▸ TASK A:
Transcribe the part of the nurse education text that begins at the words "While we developed" and ends after the words "quality of care.".
▸ TASK B:
Pick up the nurse education text after its last sentence and carry it forward.

(Beginning of EXCERPTED TEXT)

Ideas to resolve a bottleneck in nurse education
Two ideas emerge from recent interviews with Washington State health care leaders that could help address the state's chronic shortage of nurses:
- Industry “loaning” large numbers of senior nurses on a rotating basis to teach in nursing programs, and
- Industry creating incentives to retain current and future nurses in the workforce.
Perhaps not a coincidence, the Washington Legislature has recently passed legislation addressing similar issues (see SB 5236 and 5582).
Like many states, Washington suffers from a prolonged shortage of credentialed health care workers, particularly nurses. Although, this shortage applies to many other entry-level healthcare career pathways, too.
Through a series of stakeholder assessments with community colleges around Washington State, we've documented many reasons for the persisting gap; they all seem to collapse into one of two root causes:
- Hard to become a nurse: Limited number of nursing program graduates
- Hard to keep nurses in the workforce: Low career pathway retention
The clients of this research are community colleges, so we’ve focused our data collection and analysis on what our clients have control over, i.e., the first root cause: limited number of graduates. This focus led us to develop ideas and solutions to increase the number of graduates from nursing and other allied health programs:
- Building awareness of the nursing and allied health professions among likely potential students and
- Resolving “gatekeeper” dynamics like scheduling barriers, tuition costs, application processes, and rigorous (and often abstract) courses like math and chemistry.
While we developed some important and helpful ideas, none really addressed the heart of the problem: many community college nursing programs cannot respond to student enrollment demand and workforce demand for graduates. For example, a recent community college client produces approximately about 20 nursing graduates per year, serving a regional workforce in which there are more than 400 unfilled nursing jobs annually. As a side note, it would be interesting to explore how many of these graduates are from out-of-state and likely to return to their home state to work as a nurse (i.e., not helping solving the nurse shortage in Washington).
The chronic shortfall of graduates exacerbates issues like burnout of currently employed nurses, escalating financial losses by hospitals having to rely on “travel nurses,” and increased potential of diminished quality of care.

(End of EXCERPTED TEXT)
(Beginning of RECORD EXTRACTS)

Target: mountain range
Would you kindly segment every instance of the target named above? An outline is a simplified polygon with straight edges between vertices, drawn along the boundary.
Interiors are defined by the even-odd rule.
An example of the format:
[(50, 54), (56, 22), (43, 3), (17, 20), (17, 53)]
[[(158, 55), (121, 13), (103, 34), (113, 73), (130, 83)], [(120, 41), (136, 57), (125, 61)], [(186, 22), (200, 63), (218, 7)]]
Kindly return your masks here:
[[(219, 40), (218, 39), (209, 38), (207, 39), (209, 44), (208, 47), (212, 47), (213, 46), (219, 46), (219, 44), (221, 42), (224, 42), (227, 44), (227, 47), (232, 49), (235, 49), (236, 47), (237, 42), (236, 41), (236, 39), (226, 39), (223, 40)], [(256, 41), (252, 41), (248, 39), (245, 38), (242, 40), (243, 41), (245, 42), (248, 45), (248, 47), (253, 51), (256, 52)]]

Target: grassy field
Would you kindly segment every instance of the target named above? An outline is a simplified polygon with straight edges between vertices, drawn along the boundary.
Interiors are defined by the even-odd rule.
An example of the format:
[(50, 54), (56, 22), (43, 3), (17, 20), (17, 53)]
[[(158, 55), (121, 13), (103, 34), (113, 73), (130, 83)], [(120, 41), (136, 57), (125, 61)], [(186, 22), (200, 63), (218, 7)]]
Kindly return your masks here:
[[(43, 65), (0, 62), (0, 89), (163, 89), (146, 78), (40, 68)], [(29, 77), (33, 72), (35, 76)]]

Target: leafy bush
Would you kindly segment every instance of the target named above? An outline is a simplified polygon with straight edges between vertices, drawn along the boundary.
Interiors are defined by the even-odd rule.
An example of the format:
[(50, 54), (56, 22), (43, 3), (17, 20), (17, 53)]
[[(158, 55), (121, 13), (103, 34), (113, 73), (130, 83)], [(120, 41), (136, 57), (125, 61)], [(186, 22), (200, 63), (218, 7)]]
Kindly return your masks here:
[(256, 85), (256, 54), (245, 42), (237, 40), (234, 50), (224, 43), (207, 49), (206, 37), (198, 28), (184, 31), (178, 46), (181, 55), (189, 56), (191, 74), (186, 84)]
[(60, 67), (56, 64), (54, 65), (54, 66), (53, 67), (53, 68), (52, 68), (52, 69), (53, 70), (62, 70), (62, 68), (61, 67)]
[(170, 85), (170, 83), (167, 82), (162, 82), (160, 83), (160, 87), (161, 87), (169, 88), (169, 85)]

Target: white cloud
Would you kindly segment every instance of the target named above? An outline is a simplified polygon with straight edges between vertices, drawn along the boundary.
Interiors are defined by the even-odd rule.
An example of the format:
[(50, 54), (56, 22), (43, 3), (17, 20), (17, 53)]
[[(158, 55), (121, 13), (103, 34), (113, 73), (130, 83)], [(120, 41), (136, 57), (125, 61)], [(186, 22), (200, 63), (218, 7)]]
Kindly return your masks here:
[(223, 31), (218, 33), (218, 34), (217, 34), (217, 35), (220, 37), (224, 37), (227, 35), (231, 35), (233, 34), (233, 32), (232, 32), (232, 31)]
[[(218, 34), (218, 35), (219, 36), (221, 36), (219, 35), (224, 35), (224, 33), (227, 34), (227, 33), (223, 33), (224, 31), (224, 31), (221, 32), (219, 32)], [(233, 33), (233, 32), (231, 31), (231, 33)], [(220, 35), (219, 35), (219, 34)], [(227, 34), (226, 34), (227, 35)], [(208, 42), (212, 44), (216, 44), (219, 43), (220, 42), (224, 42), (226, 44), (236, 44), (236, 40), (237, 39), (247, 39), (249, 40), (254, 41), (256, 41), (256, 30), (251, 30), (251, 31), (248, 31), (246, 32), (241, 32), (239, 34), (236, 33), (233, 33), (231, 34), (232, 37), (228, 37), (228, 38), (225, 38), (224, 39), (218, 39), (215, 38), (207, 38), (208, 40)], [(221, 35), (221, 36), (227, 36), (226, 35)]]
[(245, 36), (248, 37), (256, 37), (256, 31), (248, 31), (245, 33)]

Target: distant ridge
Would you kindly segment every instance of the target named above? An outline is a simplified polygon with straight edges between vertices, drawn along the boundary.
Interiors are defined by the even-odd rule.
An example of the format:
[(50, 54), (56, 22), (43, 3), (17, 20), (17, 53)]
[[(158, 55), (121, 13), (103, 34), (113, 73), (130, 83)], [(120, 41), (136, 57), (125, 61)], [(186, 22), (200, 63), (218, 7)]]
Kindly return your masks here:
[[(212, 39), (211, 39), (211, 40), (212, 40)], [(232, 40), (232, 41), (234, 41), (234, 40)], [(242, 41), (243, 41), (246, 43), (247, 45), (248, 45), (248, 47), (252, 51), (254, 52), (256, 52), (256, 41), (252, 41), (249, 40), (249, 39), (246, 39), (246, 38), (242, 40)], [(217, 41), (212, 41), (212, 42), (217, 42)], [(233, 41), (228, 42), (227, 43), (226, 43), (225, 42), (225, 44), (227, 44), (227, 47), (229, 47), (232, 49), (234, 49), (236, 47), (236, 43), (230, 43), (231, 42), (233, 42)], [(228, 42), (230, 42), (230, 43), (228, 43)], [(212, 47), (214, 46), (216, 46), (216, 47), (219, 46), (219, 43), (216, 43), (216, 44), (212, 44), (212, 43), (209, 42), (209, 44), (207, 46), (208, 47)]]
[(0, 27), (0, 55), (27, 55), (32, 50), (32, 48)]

(End of RECORD EXTRACTS)

▸ REPLY A:
While we developed some important and helpful ideas, none really addressed the heart of the problem: many community college nursing programs cannot respond to student enrollment demand and workforce demand for graduates. For example, a recent community college client produces approximately about 20 nursing graduates per year, serving a regional workforce in which there are more than 400 unfilled nursing jobs annually. As a side note, it would be interesting to explore how many of these graduates are from out-of-state and likely to return to their home state to work as a nurse (i.e., not helping solving the nurse shortage in Washington).
The chronic shortfall of graduates exacerbates issues like burnout of currently employed nurses, escalating financial losses by hospitals having to rely on “travel nurses,” and increased potential of diminished quality of care.

▸ REPLY B:
So, why can’t community colleges produce more nursing graduates? There is huge student enrollment demand, nursing career pathways offer strong living wages, and there is clearly no shortage of available jobs for credentialed graduates. The answer is a combination of three limited resources:
- Faculty to teach the courses,
- Clinical rotations for nursing students, and
- Preceptors to supervise students in clinical environments.
A widely-reported factor is that a nurse employed by a hospital or health care system are paid significantly more than a nurse educator enployed by a community college.
Interviews with a number of hospital and health system leaders reveal a possible solution to boost the capacity of these community college programs: set-up a large, long-term nurse educator program in which a senior nurses (with >5yrs experience) spend half a year as a provider and half a year as an educator, all the while being employed by their health care employer without a decrease in pay or disruption in benefits.
In addition to boosting a community college’s capacity to produce more graduates, these hospital and health system leaders see several upsides to this possible solution.
- Rotating nurses from clinical environments to the classroom could help reduce burnout,
- Keeping nurse educators active in the field (through rotations) ensure current experience with the workplace,
- Similar arrangements already in place in medical education can guide and inform implementation of this solution, and
- Stronger recruitment opportunities of current students and soon-to-be graduates.